* EXERCISE INSTRUCTIONS
a: In the chapter on variable selection for causal inference below, what is the recommendation about stepwise selection?
b: From the chapter on variable selection for causal inference below, return the passage from "Chapter 18: Variable" up to and including "Traditional Approach (pp. 265-267)".
c: Resume the chapter on variable selection for causal inference, picking up right after its last line.

* GIVEN TEXT
--

Chapter 18: Variable Selection for Causal Inference

This chapter addresses a critical question in causal inference: Which variables should we adjust for? Not all variables that predict the outcome should be included in causal models. Some variables, if adjusted for, can introduce bias rather than remove it. We provide guidance on variable selection using causal diagrams.

1 18.1 The Traditional Approach (pp. 265-267)

Traditional variable selection methods are designed for prediction, not causal inference.

Prediction vs Causal Inference

Prediction goal: Minimize prediction error for \(Y\) given covariates

  • Include any variable that improves prediction
  • Use criteria like AIC, BIC, cross-validation
  • More variables (if not overfitting) → better prediction

Causal inference goal: Estimate \(E[Y^a]\) or \(E[Y^{a=1}] - E[Y^{a=0}]\)

  • Include variables that remove confounding
  • Exclude variables that introduce bias
  • More variables ≠ better causal estimates

Stepwise Selection

Traditional approach: Stepwise regression (forward, backward, or both)

  • Add/remove variables based on statistical significance or information criteria
  • Maximize \(R^2\) or minimize AIC/BIC

Problem for causal inference:

  • May exclude important confounders (if weak predictors)
  • May include colliders or mediators (if strong predictors)
  • Ignores causal structure

Recommendation: Do not use stepwise selection for causal inference.

--

* INFORMATION SUPPLIED
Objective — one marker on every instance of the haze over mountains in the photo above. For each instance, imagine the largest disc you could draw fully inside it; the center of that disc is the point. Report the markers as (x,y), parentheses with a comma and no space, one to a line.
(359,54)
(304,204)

--

* OUTPUTS IN ORDER
a: Do not use stepwise selection for causal inference.

b:
Chapter 18: Variable Selection for Causal Inference

This chapter addresses a critical question in causal inference: Which variables should we adjust for? Not all variables that predict the outcome should be included in causal models. Some variables, if adjusted for, can introduce bias rather than remove it. We provide guidance on variable selection using causal diagrams.

1 18.1 The Traditional Approach (pp. 265-267)

c:
2 18.2 Confounding and Confounders (pp. 267-270)

What exactly is a confounder, and when should we adjust for it?

Definition 1 (Confounder (Formal Definition)) A variable \(L\) is a confounder for the effect of \(A\) on \(Y\) if:

  1. \(L\) is associated with treatment \(A\)
  2. \(L\) is a cause of outcome \(Y\)
  3. \(L\) is not affected by \(A\) (not a descendant of \(A\) on a causal DAG)

Causal criterion: \(L\) is on a backdoor path from \(A\) to \(Y\).

Backdoor Paths

Backdoor path: A path from \(A\) to \(Y\) that starts with an arrow into \(A\)

\[A \leftarrow L \to Y\]

Such paths create non-causal association between \(A\) and \(Y\).

Goal: Block all backdoor paths to eliminate confounding.

Sufficient Adjustment Sets

Definition 2 (Sufficient Adjustment Set) A set of variables \(L\) is sufficient for confounding adjustment if conditioning on \(L\) blocks all backdoor paths from \(A\) to \(Y\).

Equivalently: \((Y^a \perp\!\!\!\perp A \mid L)\) for all \(a\) (conditional exchangeability).

Multiple sufficient sets: There may be many sufficient adjustment sets. We want to choose one that:

  1. Blocks all backdoor paths (necessary)
  2. Doesn’t introduce new bias (important)
  3. Is measurable and measured

3 18.3 Confounding Adjustment (pp. 270-273)

When we adjust for a sufficient set, we remove confounding. But be careful about adjusting for too much.

Variables to Include

Confounders: Variables on backdoor paths

  • ✓ Include to block backdoor paths
  • These are causes of both treatment and outcome (or proxies thereof)

Example DAG: \[A \leftarrow L \to Y\]

Adjust for \(L\) to block the backdoor path.

Variables to Exclude

Mediators: Variables on the causal path from \(A\) to \(Y\)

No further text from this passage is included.